▶ **TEXT SEGMENT**
Patrícia "Patchy" Araujo Toledo (born 15 August 1978) is a Brazilian football manager and former professional player who played as a midfielder and forward. Toledo is currently the head coach of the United States girls' national under-16 soccer team.

Early life
Toledo signed for her first professional club at the age of 17 and played for Corinthians, Palmeiras and Flamengo in her native Brazil.

College career
Toledo moved to the United States and after a spell at Cloud County Community College in Kansas, she attended the University of West Florida between 2003 and 2006. She won NCAA Division II All-South Region honours in 2005 and 2006.

Club career
The Icelandic club Íþróttafélag Reykjavíkur signed Toledo for the 2007 season, but the club finished bottom of the league with seven points from 16 games. Toledo returned to the US for season 2008, with WPSL team SD United.

OOH Lincoln Ladies brought Toledo to England in October 2009. She made four league appearances and scored one goal, before departing in late December on account of the cold weather.

▶ **INSTRUCTIONS**
1. Based on the Toledo biography, say whether each statement agrees with it: (a) Toledo attended the University of West Florida from 2003 to 2006; (b) Íþróttafélag Reykjavíkur finished top of the league in 2007; (c) Toledo scored two goals for Lincoln Ladies. For each, answer yes or no and quote the deciding words.
2. Pick up the biography of Patrícia Toledo after its final sentence and carry it on in the same style.

▶ **PROVIDED MATERIAL**
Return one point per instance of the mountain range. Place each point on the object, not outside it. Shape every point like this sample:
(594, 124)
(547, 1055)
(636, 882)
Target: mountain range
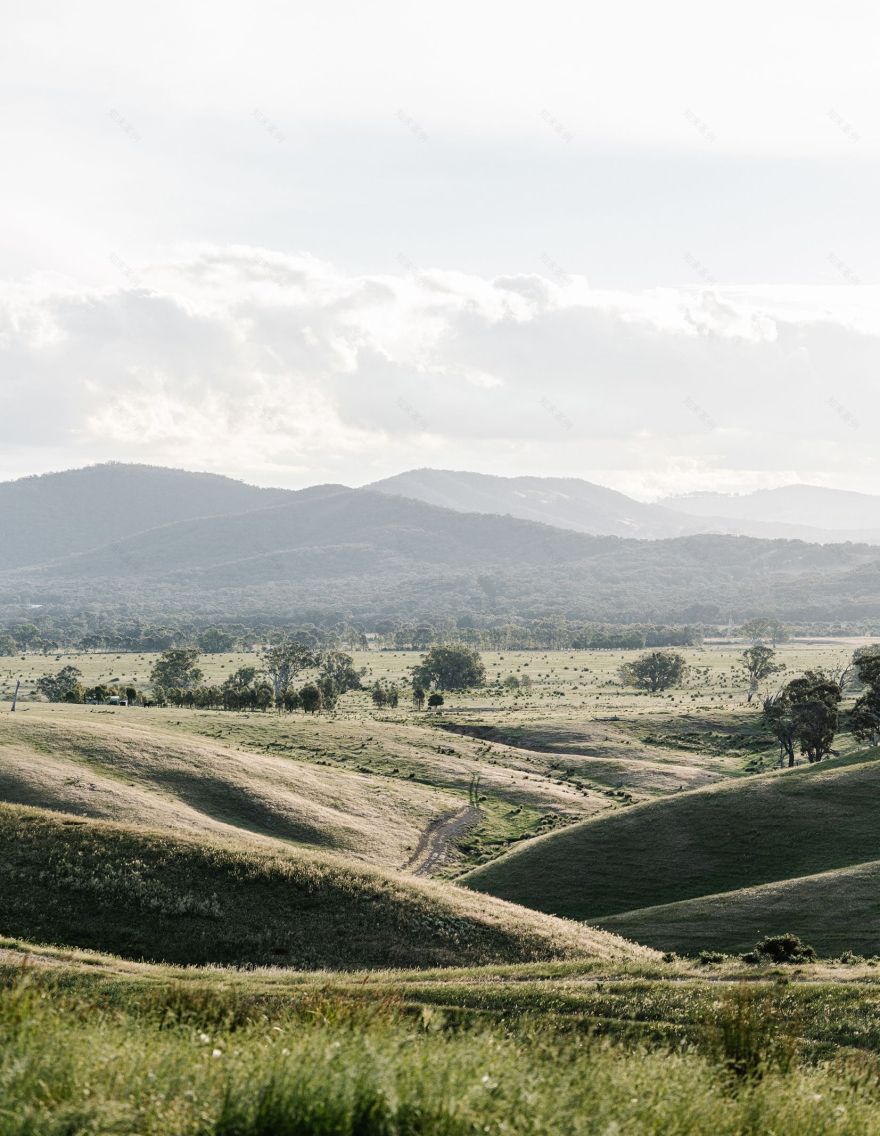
(136, 540)
(804, 512)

▶ **TASK-BY-TASK RESULTS**
1.
(a) Yes: "she attended the University of West Florida between 2003 and 2006"
(b) No: "the club finished bottom of the league with seven points from 16 games"
(c) No: "She made four league appearances and scored one goal"

2.
International career
Toledo is a former Brazilian U19 international player.

Managerial career
In August 2022, Toledo was named the head coach of the United States girls' national under-16 soccer team.

References

Living people
1979 births
Brazilian women's footballers
Notts County L.F.C. players
Expatriate women's footballers in England
Footballers from São Paulo (state)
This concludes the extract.